Parts of the exercise -
1 – Decide whether each statement below agrees with the text on internal conflict. Answer yes or no for each, and quote the words from the text that decide it.
(a) An approach-approach conflict creates the most tension of the types described.
(b) In an approach-avoidance conflict, the closer the positive and negative aspects are in strength, the greater the tension.
(c) Valences grow stronger with distance.
2 – Using the text on internal conflict, answer each question on its own line.
(a) In an avoidance-avoidance conflict, what may the reader feel more of than tension?
(b) What price for a bag of chips from the vending machine is called outrageous?
(c) What do psychologists call the positive and the negative?
3 – From the text on internal conflict, quote the part that opens with the words containing "Between a rock" and closes with "them to death.".

(Beginning of Extract provided)

The basis of conflict and tension are obvious when two (or more) characters are competing for the same goal, such as a promotion, or when a character is beset by physical danger such as a life-threatening cancer or an approaching hurricane. A threat of any sort to the character or to someone (or something) the character cares about is an excellent source of conflict and tension. But using internal conflicts can add just as much power to your plot.
You can’t have your cake and eat it, too = approach-approach conflict
The character has multiple appealing options but can take only one—e.g., two marriage proposals, only one dessert from a tray of twelve, only one new car, etc. This type of conflict creates the least tension because there is no real downside. It’s all good.
Between a rock and a hard place = between the devil and the deep blue sea = an avoidance-avoidance conflict
Will the character get back surgery or live with the pain? Wash the car or rake leaves? Stay in an unhappy marriage or get a divorce? The reader may feel more sympathy than tension. The level of tension depends partly on the pain the character suffers while weighing the alternatives, and partly on how bad the options are. For example, Sophie’s Choice: to save herself and one child at the price of choosing to send one child to the gas chamber, or refuse to choose and sentence all three of them to death.
Take the bitter with the sweet = an approach-avoidance conflict: one goal with both positive and negative aspects, ultimately resolved in favor of the stronger
Virtually all relationships as well as many other aspects of life fall into this category. One factor affecting the amount of conflict or tension is how nearly the positive and negative aspects are matched (the closer they are in strength, the greater the tension). If an otherwise perfect spouse has one annoying habit, probably no big deal, the marriage is solid; if a buyer is drawn to a white picket fence but the house is practically falling down and overpriced, no-sale is a pretty safe bet. But if a deeply flawed spouse has nearly as many annoying habits as good ones—if the house is in a perfect location with a great school district and enough yard for the seven dogs—it could be a game changer. Comparable positives and negatives will create lots of tension.
A second factor is how important the ultimate outcome is. If I want a Ph.D. to qualify for a college professorship but don’t want to spend the time, effort, and money to go for it—not to mention the risk of failure—big decision, lots of tension potential. If I want a bag of chips from the vending machine but think $2 is an outrageous price—not much tension.
The positive (which pulls the character to approach) and the negative (which pushes the character to avoid) are what psychologists call “valences.” Both diminish with distance—time, physical distance, space. Something far away will affect the character’s immediate behavior and feelings less than something that is imminent.

(End of Extract provided)
(Beginning of Data to examine)

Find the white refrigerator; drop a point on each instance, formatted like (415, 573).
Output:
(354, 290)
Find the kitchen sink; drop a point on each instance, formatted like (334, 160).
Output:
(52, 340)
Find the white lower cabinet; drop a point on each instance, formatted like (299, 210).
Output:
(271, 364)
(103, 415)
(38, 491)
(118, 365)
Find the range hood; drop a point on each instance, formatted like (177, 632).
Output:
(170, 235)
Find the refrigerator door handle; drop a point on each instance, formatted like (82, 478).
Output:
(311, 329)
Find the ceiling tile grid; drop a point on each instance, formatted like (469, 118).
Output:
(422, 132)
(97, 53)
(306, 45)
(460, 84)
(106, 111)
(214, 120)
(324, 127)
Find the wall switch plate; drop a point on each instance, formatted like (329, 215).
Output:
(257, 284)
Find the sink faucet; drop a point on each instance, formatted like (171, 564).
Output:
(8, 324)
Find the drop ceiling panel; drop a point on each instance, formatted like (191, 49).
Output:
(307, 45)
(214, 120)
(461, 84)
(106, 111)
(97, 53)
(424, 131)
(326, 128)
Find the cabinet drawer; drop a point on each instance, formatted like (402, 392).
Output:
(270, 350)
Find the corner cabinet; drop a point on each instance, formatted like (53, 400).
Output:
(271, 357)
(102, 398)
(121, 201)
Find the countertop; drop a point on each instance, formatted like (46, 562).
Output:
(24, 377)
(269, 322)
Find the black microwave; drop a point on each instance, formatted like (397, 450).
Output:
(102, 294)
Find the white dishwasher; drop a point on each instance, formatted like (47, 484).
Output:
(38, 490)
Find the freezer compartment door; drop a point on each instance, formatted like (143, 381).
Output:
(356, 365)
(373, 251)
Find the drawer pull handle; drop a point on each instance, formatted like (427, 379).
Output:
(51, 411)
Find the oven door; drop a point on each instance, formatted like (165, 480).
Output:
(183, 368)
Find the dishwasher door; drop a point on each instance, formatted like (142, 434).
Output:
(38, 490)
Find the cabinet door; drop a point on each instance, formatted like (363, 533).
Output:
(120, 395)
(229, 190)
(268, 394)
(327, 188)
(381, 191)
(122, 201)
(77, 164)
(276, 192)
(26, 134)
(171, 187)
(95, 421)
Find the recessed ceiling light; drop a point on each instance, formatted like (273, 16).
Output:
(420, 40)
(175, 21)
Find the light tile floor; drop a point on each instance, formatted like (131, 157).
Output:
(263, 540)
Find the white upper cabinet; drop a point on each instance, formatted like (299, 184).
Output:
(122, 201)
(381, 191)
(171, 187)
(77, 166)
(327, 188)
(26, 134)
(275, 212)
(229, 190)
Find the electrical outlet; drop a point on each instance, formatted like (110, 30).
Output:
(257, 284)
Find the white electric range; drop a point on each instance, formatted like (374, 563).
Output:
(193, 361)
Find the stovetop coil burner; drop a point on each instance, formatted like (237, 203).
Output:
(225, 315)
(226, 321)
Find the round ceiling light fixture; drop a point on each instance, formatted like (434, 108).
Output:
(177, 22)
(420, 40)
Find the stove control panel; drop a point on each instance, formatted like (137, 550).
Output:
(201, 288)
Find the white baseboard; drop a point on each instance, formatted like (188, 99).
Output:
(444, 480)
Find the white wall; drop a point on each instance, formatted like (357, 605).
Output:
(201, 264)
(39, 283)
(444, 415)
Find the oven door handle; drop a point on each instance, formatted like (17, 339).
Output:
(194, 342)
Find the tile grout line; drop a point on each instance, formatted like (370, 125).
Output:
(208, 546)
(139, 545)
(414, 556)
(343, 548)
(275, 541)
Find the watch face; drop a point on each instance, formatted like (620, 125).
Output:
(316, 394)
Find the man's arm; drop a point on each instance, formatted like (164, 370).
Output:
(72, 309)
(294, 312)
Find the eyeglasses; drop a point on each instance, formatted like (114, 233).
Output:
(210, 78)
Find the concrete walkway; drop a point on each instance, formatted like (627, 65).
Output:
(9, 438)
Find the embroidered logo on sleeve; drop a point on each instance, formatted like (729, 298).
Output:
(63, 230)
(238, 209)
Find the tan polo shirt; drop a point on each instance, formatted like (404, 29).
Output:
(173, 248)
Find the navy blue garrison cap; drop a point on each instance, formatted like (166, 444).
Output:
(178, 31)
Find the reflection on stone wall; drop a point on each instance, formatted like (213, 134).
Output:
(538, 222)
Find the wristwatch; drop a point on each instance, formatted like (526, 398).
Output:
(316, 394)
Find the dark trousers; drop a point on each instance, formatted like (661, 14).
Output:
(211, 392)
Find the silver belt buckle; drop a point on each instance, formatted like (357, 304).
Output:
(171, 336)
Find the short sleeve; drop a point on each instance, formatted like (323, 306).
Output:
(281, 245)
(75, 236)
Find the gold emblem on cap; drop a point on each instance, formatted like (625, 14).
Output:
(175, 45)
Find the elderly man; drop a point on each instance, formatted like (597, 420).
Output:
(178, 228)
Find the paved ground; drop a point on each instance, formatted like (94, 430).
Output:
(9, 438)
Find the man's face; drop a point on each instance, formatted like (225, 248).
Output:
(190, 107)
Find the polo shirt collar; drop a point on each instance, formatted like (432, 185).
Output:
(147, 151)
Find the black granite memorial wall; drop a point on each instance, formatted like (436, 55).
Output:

(End of Data to examine)

Answer section -
1 –
(a) No: "This type of conflict creates the least tension because there is no real downside."
(b) Yes: "the closer they are in strength, the greater the tension"
(c) No: "Both diminish with distance—time, physical distance, space."

2 –
(a) Sympathy
(b) $2
(c) Valences

3 –
Between a rock and a hard place = between the devil and the deep blue sea = an avoidance-avoidance conflict
Will the character get back surgery or live with the pain? Wash the car or rake leaves? Stay in an unhappy marriage or get a divorce? The reader may feel more sympathy than tension. The level of tension depends partly on the pain the character suffers while weighing the alternatives, and partly on how bad the options are. For example, Sophie’s Choice: to save herself and one child at the price of choosing to send one child to the gas chamber, or refuse to choose and sentence all three of them to death.